Quoted text.

It’s the elephant in the corner of Rangers Ballpark in Arlington. It’s the deafening whisper. It’s the asterisk, floating around Ivan “Pudge” Rodriguez’ legacy, threatening to land any second like a fly ruining a picnic.
With exactly zero apologies to Nolan Ryan, Pudge is the greatest player in the history of the Rangers. That isn’t even up for debate. But, unfortunately, his place in baseball’s Hall of Fame is.
Why? Because of his alleged use of performance enhancing drugs. Pudge played in Texas alongside known users such as Jose Canseco, Juan Gonzalez and Rafael Palmeiro. In Canseco’s infamous book Juiced, he alleges to have used steroids with Rodriguez.
But Pudge never tested positive. Never showed up on baseball’s dirty list in the Mitchell Report. And in the last five years, has never been directly attached to any wrongdoing. Considering his body and the way it suddenly shrank when random testing began, I’d bet a $1 Pudge juiced during his career.

Given data.
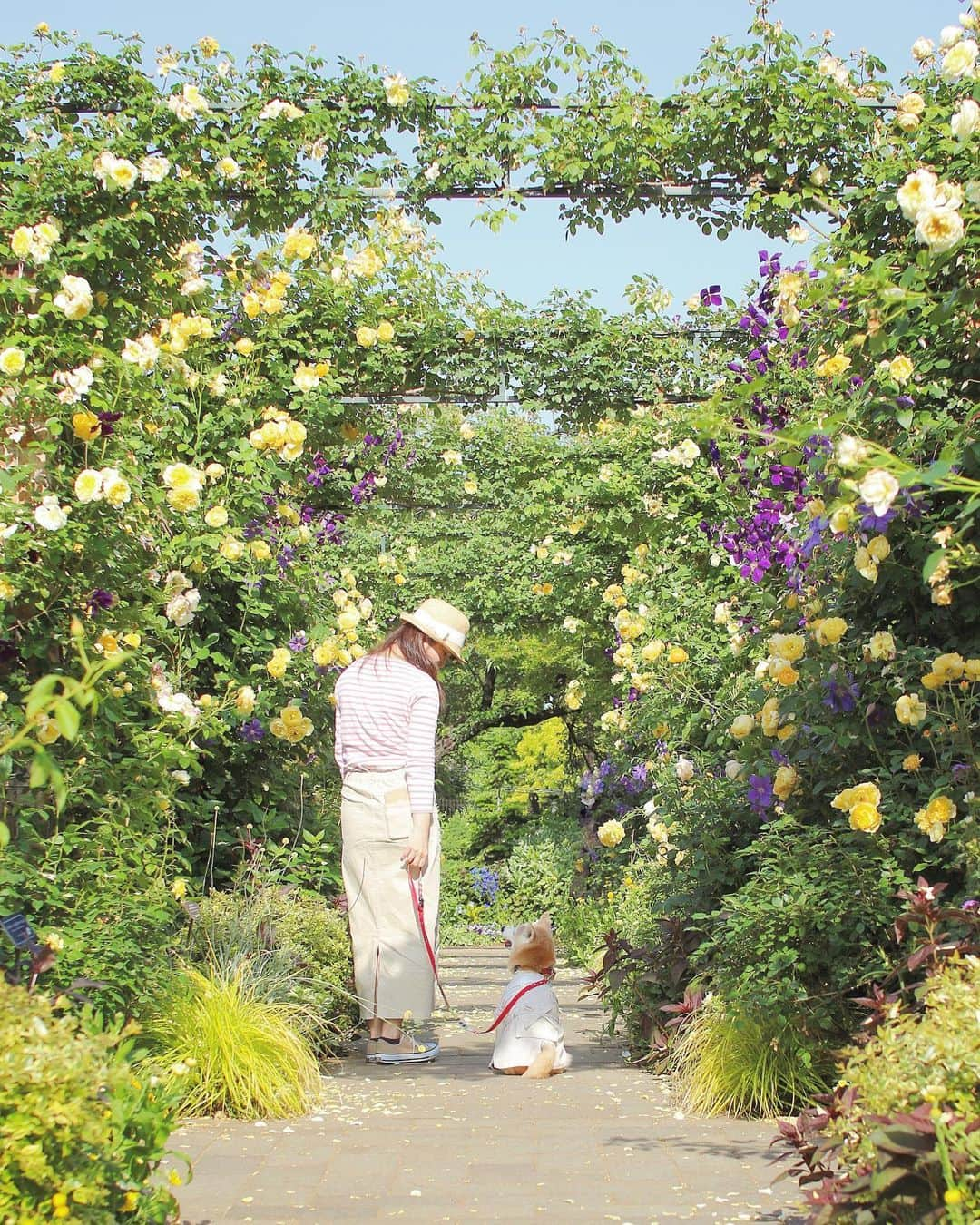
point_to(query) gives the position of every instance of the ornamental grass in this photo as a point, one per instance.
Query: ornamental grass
(234, 1051)
(755, 1067)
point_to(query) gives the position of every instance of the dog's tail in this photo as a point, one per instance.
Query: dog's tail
(543, 1063)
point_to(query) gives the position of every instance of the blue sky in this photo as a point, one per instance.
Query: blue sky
(663, 37)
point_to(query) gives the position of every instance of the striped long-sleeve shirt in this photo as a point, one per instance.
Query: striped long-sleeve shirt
(386, 720)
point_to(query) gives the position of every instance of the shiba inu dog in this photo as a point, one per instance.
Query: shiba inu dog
(529, 1040)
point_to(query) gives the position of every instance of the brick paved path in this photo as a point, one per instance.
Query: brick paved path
(454, 1142)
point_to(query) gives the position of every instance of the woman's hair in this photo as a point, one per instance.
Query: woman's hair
(412, 644)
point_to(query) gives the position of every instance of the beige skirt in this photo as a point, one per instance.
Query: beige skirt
(392, 974)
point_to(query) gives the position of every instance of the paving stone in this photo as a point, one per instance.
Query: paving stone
(604, 1142)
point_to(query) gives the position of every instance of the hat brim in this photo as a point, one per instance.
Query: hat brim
(454, 651)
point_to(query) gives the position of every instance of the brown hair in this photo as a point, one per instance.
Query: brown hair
(412, 644)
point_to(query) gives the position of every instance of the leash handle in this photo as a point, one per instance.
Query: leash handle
(416, 902)
(531, 986)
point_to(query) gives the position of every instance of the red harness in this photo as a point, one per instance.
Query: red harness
(418, 903)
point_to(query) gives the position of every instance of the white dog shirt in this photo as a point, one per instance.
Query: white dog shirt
(534, 1019)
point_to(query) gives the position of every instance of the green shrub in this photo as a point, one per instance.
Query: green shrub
(230, 1047)
(80, 1129)
(810, 923)
(753, 1066)
(899, 1141)
(100, 886)
(931, 1057)
(294, 947)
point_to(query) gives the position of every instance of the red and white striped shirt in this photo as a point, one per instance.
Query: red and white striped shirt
(386, 720)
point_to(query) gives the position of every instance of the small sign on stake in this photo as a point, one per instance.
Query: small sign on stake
(20, 933)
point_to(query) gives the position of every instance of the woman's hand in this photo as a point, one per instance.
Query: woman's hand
(416, 855)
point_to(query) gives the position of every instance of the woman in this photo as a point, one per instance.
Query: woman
(387, 707)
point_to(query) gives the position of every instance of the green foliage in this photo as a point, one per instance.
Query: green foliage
(80, 1126)
(222, 1039)
(811, 921)
(752, 1064)
(98, 891)
(293, 944)
(930, 1056)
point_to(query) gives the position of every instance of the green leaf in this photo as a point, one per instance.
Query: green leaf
(39, 696)
(67, 720)
(39, 769)
(931, 564)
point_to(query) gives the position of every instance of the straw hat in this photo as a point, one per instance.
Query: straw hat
(443, 622)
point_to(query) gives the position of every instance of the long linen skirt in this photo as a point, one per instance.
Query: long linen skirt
(392, 973)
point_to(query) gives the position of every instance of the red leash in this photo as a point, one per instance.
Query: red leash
(418, 903)
(504, 1012)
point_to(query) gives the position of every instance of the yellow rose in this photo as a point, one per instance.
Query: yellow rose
(107, 643)
(367, 337)
(115, 489)
(279, 664)
(900, 369)
(245, 700)
(959, 60)
(949, 667)
(787, 646)
(325, 654)
(865, 565)
(786, 780)
(865, 818)
(828, 631)
(216, 517)
(846, 800)
(941, 808)
(881, 646)
(910, 710)
(182, 499)
(13, 360)
(348, 620)
(181, 475)
(88, 485)
(742, 725)
(610, 833)
(396, 90)
(769, 717)
(86, 426)
(878, 548)
(652, 652)
(936, 829)
(832, 367)
(21, 240)
(299, 244)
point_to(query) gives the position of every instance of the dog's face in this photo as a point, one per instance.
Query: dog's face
(532, 946)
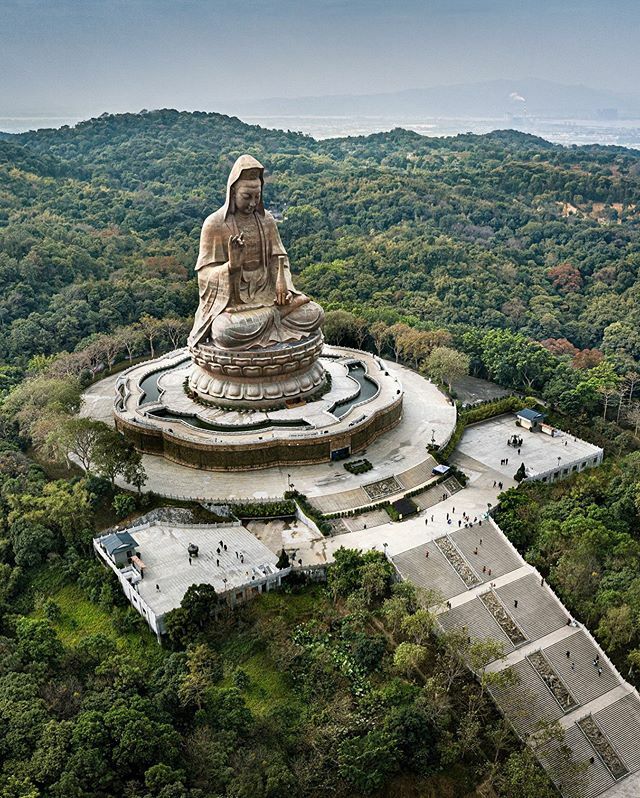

Exercise goal. From the text about Pudge Rodriguez, give the part that opens with the words "But Pudge never" and closes with "during his career." again, switching "Mitchell Report" to "steroid report".

Answer.
But Pudge never tested positive. Never showed up on baseball’s dirty list in the steroid report. And in the last five years, has never been directly attached to any wrongdoing. Considering his body and the way it suddenly shrank when random testing began, I’d bet a $1 Pudge juiced during his career.